____ Documents de travail

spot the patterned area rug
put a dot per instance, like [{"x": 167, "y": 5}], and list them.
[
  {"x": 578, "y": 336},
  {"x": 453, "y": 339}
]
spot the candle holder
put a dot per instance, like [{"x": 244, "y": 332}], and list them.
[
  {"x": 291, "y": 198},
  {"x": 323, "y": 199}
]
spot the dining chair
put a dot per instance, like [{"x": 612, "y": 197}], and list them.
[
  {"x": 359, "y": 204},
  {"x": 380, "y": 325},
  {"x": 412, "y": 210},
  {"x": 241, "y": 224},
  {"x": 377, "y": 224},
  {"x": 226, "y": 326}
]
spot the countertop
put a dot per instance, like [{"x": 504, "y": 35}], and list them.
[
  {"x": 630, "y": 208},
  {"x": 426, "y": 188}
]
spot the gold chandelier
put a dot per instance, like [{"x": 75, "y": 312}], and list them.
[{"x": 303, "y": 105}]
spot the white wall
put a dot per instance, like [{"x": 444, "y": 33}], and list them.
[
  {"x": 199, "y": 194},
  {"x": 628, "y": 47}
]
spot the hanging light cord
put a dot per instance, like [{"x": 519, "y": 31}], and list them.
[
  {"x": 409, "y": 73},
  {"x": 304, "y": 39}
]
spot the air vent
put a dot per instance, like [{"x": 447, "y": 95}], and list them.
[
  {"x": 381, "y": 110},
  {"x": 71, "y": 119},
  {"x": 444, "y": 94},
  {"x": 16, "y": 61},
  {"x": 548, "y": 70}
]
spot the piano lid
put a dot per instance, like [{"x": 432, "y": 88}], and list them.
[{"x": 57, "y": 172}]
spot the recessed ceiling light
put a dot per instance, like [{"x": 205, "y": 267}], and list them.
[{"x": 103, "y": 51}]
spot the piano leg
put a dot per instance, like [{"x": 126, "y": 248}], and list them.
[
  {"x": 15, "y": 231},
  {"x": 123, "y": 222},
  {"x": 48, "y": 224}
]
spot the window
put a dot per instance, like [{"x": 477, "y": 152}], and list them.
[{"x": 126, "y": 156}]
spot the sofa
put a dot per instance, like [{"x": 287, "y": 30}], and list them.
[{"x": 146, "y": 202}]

________

■ Énoncé
Recopiez à l'identique le passage qui commence par la ligne contenant « spot the piano lid » et se termine avec la dernière des lignes.

■ Tâche accomplie
spot the piano lid
put a dot per instance, like [{"x": 432, "y": 88}], and list them.
[{"x": 57, "y": 172}]
spot the recessed ceiling light
put a dot per instance, like [{"x": 205, "y": 267}], and list them.
[{"x": 103, "y": 51}]
spot the piano leg
put a dot per instance, like [{"x": 126, "y": 248}], and list them.
[
  {"x": 15, "y": 231},
  {"x": 123, "y": 222},
  {"x": 48, "y": 224}
]
spot the window
put a dot per instance, like [{"x": 477, "y": 152}], and list them.
[{"x": 126, "y": 156}]
spot the sofa
put a dot per instance, like [{"x": 287, "y": 30}], and list them.
[{"x": 146, "y": 202}]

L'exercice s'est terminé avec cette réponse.